The problem I do experience with dizziness could be much worse. In the past 5 days I've stood up and felt light dizziness two or three times, which is pretty moderate. It's something to keep an eye on.
The main risk is that if you ingest a lot of electrolytes at one time then you will experience diarrhea, even if you haven't eaten in days. It's that "don't trust a fart" theme. Then that carries over to "re-feeding;" if you eat low quality food to re-start eating you'll experience that for a couple of days.
I've only tested that once though, and that was my experience. I usually eat a burger and fries for a first meal, which sounds pretty low quality, but if you use good ground beef or pork (we don't eat beef much in Thailand), good bread, fresh potatoes or sweet potatoes for the fries, and some vegetables (tomato and spinach, usually), then it's not low quality food. Of course most people who fast use an even more sensible approach, and eat different things in stages.

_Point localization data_
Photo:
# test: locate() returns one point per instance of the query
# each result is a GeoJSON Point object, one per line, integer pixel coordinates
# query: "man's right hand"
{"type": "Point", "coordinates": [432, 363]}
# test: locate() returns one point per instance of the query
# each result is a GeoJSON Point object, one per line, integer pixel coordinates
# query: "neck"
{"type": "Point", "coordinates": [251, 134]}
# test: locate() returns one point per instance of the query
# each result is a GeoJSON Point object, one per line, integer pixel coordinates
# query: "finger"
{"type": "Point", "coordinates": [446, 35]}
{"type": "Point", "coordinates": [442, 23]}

_What is expected_
Reproduce the entire passage on fasting from the top of the page, word for word.

_Reply to the exercise_
The problem I do experience with dizziness could be much worse. In the past 5 days I've stood up and felt light dizziness two or three times, which is pretty moderate. It's something to keep an eye on.
The main risk is that if you ingest a lot of electrolytes at one time then you will experience diarrhea, even if you haven't eaten in days. It's that "don't trust a fart" theme. Then that carries over to "re-feeding;" if you eat low quality food to re-start eating you'll experience that for a couple of days.
I've only tested that once though, and that was my experience. I usually eat a burger and fries for a first meal, which sounds pretty low quality, but if you use good ground beef or pork (we don't eat beef much in Thailand), good bread, fresh potatoes or sweet potatoes for the fries, and some vegetables (tomato and spinach, usually), then it's not low quality food. Of course most people who fast use an even more sensible approach, and eat different things in stages.